### READING PASSAGE
::::::::::
But then we already knew that about Donald Trump.

Compounding the current crisis on the island, and barring any hope of near-term recovery, is Puerto Rico’s current debt crisis. It’s twisted, but Wikipedia provides a helpful overview. The territory owes, and is unable to repay, more than $70 billion. That odious debt has begun to be restructured, with a kind of bankruptcy arrangement, but it all imposes a stifling austerity on the island. The logic guiding all of this has been the contradictory moralistic nonsense that seems to guide all discussion of non-corporate bankruptcy — the claim that creditors have a moral right to profit from the risk of lending, and also a moral right to lend without risk.

That Wikipedia article attributes Puerto Rico’s debt to “decades of mismanagement” — implying the territory’s government has always practiced a form of full sovereignty that it has never been allowed to enjoy. I would say that, yes, Puerto Rico has been “mismanaged” for decades, but that the source of that mismanagement has mostly been Washington in service of Wall Street rather than San Juan in service of its people.

Assigning blame for that debt, though, is a pointless exercise now. There was some debate last year during the PROMESA negotiations as to whether Puerto Rico might ever be capable of repaying that debt — whether the billions might, over time, be carved out of the island’s schools and streets and hospitals and transferred back to Wall Street. Most thought then that it could never be repaid, but a few disagreed. No one can disagree now. Any possibility of Puerto Rico’s bondholders one day profiting from those debts was washed away in the hurricane.
::::::::::
### EXTRACTED INFORMATION
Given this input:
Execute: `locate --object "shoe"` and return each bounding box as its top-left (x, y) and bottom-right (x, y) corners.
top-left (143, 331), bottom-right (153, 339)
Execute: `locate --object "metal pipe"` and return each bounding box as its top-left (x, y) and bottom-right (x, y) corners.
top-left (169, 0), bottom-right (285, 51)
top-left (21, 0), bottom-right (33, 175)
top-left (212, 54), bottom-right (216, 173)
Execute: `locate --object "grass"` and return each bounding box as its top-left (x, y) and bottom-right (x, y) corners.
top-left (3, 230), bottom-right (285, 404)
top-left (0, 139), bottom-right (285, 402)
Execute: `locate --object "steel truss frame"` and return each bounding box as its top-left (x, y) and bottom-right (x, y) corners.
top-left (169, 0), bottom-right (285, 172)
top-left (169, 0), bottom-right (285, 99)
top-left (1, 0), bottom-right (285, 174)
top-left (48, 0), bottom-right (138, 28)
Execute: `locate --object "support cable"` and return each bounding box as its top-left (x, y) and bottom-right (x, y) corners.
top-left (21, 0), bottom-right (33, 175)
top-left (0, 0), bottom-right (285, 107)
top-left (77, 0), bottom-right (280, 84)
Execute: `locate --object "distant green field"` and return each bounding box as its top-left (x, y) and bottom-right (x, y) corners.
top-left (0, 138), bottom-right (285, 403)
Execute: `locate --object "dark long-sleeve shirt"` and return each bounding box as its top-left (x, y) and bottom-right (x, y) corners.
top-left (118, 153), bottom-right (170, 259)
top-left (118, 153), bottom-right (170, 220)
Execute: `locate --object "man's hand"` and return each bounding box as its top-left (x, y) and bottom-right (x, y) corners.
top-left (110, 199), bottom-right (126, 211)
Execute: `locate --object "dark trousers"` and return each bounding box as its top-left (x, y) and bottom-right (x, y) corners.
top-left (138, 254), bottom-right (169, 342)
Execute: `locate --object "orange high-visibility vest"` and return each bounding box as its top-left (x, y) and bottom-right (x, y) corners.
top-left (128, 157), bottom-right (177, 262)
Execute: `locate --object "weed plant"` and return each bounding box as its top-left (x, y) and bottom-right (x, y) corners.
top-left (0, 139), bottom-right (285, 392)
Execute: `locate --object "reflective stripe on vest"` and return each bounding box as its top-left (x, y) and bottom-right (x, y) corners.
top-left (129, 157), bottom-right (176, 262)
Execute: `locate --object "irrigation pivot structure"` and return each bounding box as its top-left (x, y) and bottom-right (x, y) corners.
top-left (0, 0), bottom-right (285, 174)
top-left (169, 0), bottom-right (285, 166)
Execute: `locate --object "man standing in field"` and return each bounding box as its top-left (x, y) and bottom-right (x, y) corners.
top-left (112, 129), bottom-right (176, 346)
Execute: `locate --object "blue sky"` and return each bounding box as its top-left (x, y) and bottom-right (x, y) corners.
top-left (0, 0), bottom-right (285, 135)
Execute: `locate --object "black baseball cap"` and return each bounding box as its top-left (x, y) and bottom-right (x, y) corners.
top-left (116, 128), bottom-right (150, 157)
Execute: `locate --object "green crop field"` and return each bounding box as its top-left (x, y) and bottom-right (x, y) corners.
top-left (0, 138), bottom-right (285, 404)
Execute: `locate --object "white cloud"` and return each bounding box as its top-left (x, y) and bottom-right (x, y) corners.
::::::::::
### WHAT THE TASK REQUIRES
In the passage on Puerto Rico's debt, how much does the territory owe and cannot repay? The records have nothing to do with the Puerto Rico debt passage.

### TASK RESULT
More than $70 billion.